===== Input records =====

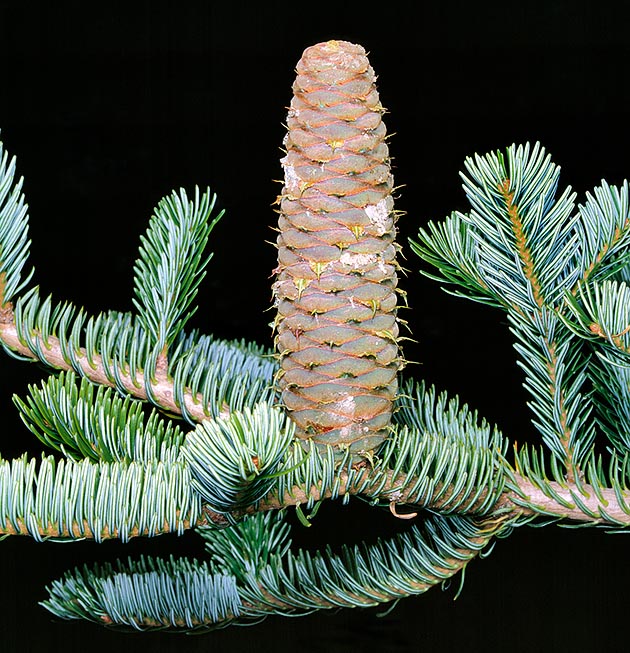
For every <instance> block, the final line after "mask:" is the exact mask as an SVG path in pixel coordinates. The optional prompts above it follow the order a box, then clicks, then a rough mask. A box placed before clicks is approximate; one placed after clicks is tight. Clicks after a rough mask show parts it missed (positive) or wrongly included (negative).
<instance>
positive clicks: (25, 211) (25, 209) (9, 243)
mask: <svg viewBox="0 0 630 653" xmlns="http://www.w3.org/2000/svg"><path fill="white" fill-rule="evenodd" d="M15 165H16V163H15V157H12V158H11V159H9V154H8V153H7V151H6V150H5V149H4V146H3V144H2V143H1V142H0V291H1V295H2V297H1V301H0V308H2V305H3V304H6V303H7V302H9V301H11V300H12V299H13V298H14V297H16V296H17V295H18V293H19V292H20V291H21V290H22V289H23V288H24V286H26V284H28V282H29V279H30V277H31V276H32V274H33V271H31V272H30V273H28V274H27V275H26V277H23V276H22V273H23V270H24V266H25V264H26V259H27V258H28V248H29V245H30V242H31V241H30V240H29V238H28V206H27V204H26V202H25V200H24V195H23V193H22V184H23V180H22V179H18V180H16V179H15Z"/></svg>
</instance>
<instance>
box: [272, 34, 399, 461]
mask: <svg viewBox="0 0 630 653" xmlns="http://www.w3.org/2000/svg"><path fill="white" fill-rule="evenodd" d="M383 112H384V110H383V107H382V106H381V104H380V102H379V96H378V92H377V90H376V87H375V75H374V71H373V69H372V67H371V66H370V64H369V61H368V59H367V56H366V53H365V50H364V49H363V48H362V47H361V46H359V45H354V44H352V43H347V42H344V41H328V42H327V43H320V44H318V45H314V46H312V47H309V48H307V49H306V50H305V51H304V54H303V55H302V58H301V59H300V61H299V63H298V65H297V77H296V80H295V82H294V84H293V99H292V101H291V106H290V108H289V112H288V120H287V126H288V133H287V135H286V137H285V141H284V145H285V149H286V156H285V157H284V158H283V159H282V161H281V163H282V166H283V168H284V187H283V190H282V194H281V195H280V197H279V203H280V211H279V213H280V218H279V232H280V234H279V237H278V241H277V242H278V267H277V269H276V271H275V272H276V275H277V276H276V280H275V283H274V300H275V306H276V308H277V316H276V321H275V327H276V329H277V331H276V347H277V350H278V352H279V358H280V362H281V369H280V372H279V375H278V386H279V390H280V391H281V393H282V402H283V404H284V406H285V408H286V409H287V410H288V412H289V415H290V416H291V418H292V419H293V420H294V421H295V423H296V425H297V436H298V437H299V438H302V439H305V440H307V439H312V440H313V441H314V442H315V443H316V444H317V445H318V446H320V447H323V446H325V445H332V446H334V447H335V448H336V451H337V452H338V453H339V454H341V452H343V451H344V450H345V449H348V448H349V449H350V451H351V452H353V453H354V454H356V456H359V455H361V454H366V453H369V452H371V451H373V450H375V449H376V448H377V447H378V446H379V445H380V444H381V443H382V442H383V440H384V439H385V438H386V437H387V433H388V428H389V423H390V418H391V413H392V406H393V401H394V399H395V397H396V394H397V389H398V380H397V374H398V371H399V370H400V369H401V367H402V365H403V359H402V356H401V353H400V350H399V346H398V323H397V318H396V305H397V290H396V286H397V274H396V271H397V269H398V265H397V263H396V252H397V245H396V244H395V242H394V239H395V235H396V229H395V214H394V210H393V199H392V188H393V178H392V175H391V171H390V159H389V150H388V147H387V144H386V143H385V136H386V129H385V125H384V124H383V121H382V114H383Z"/></svg>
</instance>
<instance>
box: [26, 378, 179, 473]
mask: <svg viewBox="0 0 630 653" xmlns="http://www.w3.org/2000/svg"><path fill="white" fill-rule="evenodd" d="M28 391H29V392H28V396H27V397H26V399H25V400H22V399H20V398H19V397H17V396H14V397H13V400H14V402H15V404H16V405H17V407H18V409H19V411H20V416H21V417H22V420H23V421H24V423H25V424H26V426H27V428H28V429H29V430H30V431H31V432H32V433H34V434H35V435H36V436H37V437H38V438H39V439H40V440H41V441H42V442H43V443H44V444H45V445H47V446H48V447H51V448H52V449H56V450H58V451H61V452H63V453H64V454H65V455H68V456H71V457H72V458H74V459H75V460H81V459H82V458H89V459H90V460H92V461H94V462H96V461H99V460H103V461H105V462H131V461H132V460H133V461H136V462H143V463H150V462H157V461H164V462H166V461H168V462H174V461H175V460H176V459H177V456H178V454H179V448H180V446H181V444H182V442H183V440H184V433H183V432H182V430H181V429H180V428H179V427H178V426H177V425H176V424H175V423H174V422H172V421H170V420H165V419H163V418H162V417H161V416H160V415H159V413H157V411H155V410H153V411H151V412H150V413H149V414H148V416H147V415H146V414H145V412H144V410H143V404H142V402H140V401H138V400H135V399H132V398H131V397H130V396H126V397H124V398H123V397H121V396H120V395H118V394H117V393H116V391H115V390H114V389H113V388H108V387H106V386H102V385H99V386H97V385H95V384H93V383H91V382H90V381H88V380H87V379H86V378H83V379H81V380H80V382H79V379H78V377H77V376H76V375H75V374H73V373H72V372H67V373H64V372H61V374H59V376H51V377H49V379H48V381H46V382H44V383H42V385H41V387H37V386H34V385H30V386H29V388H28Z"/></svg>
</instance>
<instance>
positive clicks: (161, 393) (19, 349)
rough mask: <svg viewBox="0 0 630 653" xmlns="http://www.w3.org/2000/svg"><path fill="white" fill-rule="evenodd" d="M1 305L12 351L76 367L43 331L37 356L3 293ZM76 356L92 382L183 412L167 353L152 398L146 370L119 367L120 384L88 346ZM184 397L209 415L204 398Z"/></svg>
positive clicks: (169, 410)
mask: <svg viewBox="0 0 630 653" xmlns="http://www.w3.org/2000/svg"><path fill="white" fill-rule="evenodd" d="M0 282H1V279H0ZM1 289H2V286H1V285H0V290H1ZM0 307H1V308H0V339H1V340H2V342H3V343H4V344H5V345H6V346H7V347H8V348H9V349H10V350H11V351H13V352H15V353H17V354H19V355H20V356H24V357H27V358H30V359H32V360H41V362H44V363H46V364H48V365H50V367H52V368H54V369H57V370H71V369H73V367H72V366H71V365H70V364H69V363H68V361H67V360H66V358H65V357H64V354H63V350H62V347H61V343H60V341H59V339H58V338H56V337H55V336H48V337H47V338H45V339H44V338H43V337H42V336H41V335H40V334H33V339H36V340H37V341H38V343H39V347H38V353H39V354H40V355H41V357H40V356H38V355H36V354H35V353H34V352H33V351H32V349H31V348H30V347H27V346H26V345H24V344H23V343H22V342H21V340H20V337H19V335H18V330H17V327H16V324H15V315H14V312H13V306H12V305H11V303H10V302H7V303H6V304H3V303H2V296H0ZM75 357H76V360H77V362H78V364H79V365H80V368H81V373H82V375H83V376H85V377H86V378H88V379H89V380H90V381H92V382H94V383H98V384H100V385H104V386H108V387H116V386H118V387H120V386H122V388H123V389H124V390H125V391H126V392H127V393H128V394H129V395H131V396H132V397H136V398H138V399H142V400H144V401H149V400H151V401H152V402H153V403H155V404H156V405H157V406H158V407H159V408H162V409H163V410H165V411H167V412H169V413H173V414H176V415H180V414H181V413H182V408H181V406H180V405H179V404H178V403H177V402H176V401H175V397H174V392H173V382H172V379H171V378H170V377H169V375H168V371H167V368H168V365H167V361H166V358H165V352H162V353H161V354H160V356H159V358H158V361H157V365H156V368H155V372H154V373H153V374H152V375H151V378H150V389H151V392H150V394H151V397H149V396H148V394H149V393H147V382H148V381H149V380H148V379H147V378H145V374H144V373H143V372H141V371H140V372H138V373H134V375H133V376H132V375H131V374H130V373H129V372H125V370H119V371H118V381H119V383H118V384H116V383H114V381H113V380H111V378H110V376H109V375H108V374H107V373H106V369H105V366H104V365H103V360H102V358H101V356H99V355H98V354H94V355H93V356H92V357H91V360H90V359H88V356H87V355H86V351H85V349H84V348H79V349H78V350H77V351H76V352H75ZM77 371H78V370H77ZM183 399H184V404H185V408H186V411H187V415H188V416H190V417H191V418H192V419H195V420H197V421H201V420H203V419H207V418H208V415H207V414H206V412H205V410H204V405H203V403H202V402H201V400H200V397H196V396H194V395H193V394H192V393H191V392H184V395H183Z"/></svg>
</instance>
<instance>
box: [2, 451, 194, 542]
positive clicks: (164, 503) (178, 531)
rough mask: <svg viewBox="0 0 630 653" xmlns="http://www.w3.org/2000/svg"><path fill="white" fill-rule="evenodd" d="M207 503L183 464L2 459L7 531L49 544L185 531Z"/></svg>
mask: <svg viewBox="0 0 630 653" xmlns="http://www.w3.org/2000/svg"><path fill="white" fill-rule="evenodd" d="M200 512H201V501H200V499H199V495H197V494H196V493H195V492H193V491H192V488H191V478H190V472H189V470H188V467H187V466H186V465H185V464H183V463H182V462H181V461H179V460H175V461H173V462H149V463H137V462H130V463H121V462H114V463H104V462H100V463H93V462H91V461H90V460H89V459H87V458H85V459H83V460H81V461H80V462H75V461H73V460H72V459H62V460H60V461H56V460H55V459H54V458H53V457H52V456H48V457H42V460H41V461H40V462H39V465H38V464H37V461H36V460H35V459H34V458H31V459H30V460H28V459H27V458H26V455H24V456H22V457H21V458H18V459H15V460H11V461H8V460H0V523H1V524H2V527H1V529H0V533H3V534H7V535H12V534H17V535H30V536H32V537H33V538H35V539H36V540H42V539H49V538H53V539H82V538H86V537H87V538H92V539H94V540H96V541H97V542H100V541H102V540H103V539H108V538H111V537H117V538H120V539H122V540H123V541H127V540H128V539H129V538H130V537H135V536H139V535H147V536H153V535H159V534H161V533H167V532H178V533H182V532H183V531H184V529H186V528H189V527H190V525H191V524H194V523H196V522H197V520H198V519H199V516H200Z"/></svg>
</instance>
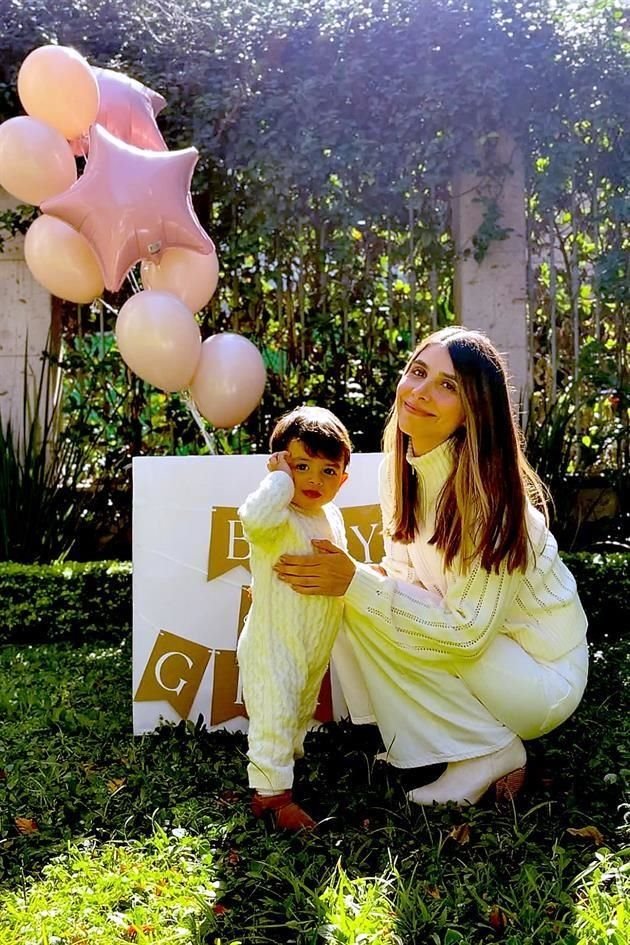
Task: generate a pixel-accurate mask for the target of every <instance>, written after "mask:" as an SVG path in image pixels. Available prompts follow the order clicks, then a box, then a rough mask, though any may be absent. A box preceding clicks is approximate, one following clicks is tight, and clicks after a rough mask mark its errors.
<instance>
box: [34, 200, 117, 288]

=====

**Try it**. Write out, verbatim, the stretch of the data from its start through the line containing "positive clicks: (25, 211) (25, 209) (9, 243)", both ends included, without the pictures.

**Solved exercise**.
For every <instance> block, the final line after "mask:" is the exact mask as an SVG path in pixel coordinates. The optional prompts above it follow the order a box, then clicks, then a rough mask. A box placed before clicks is approximate; one placed after clicks is tight. Clicks after a rough mask show parts it missed (positive) or wrongly included (negative).
<instance>
positive clicks: (25, 211) (25, 209) (9, 243)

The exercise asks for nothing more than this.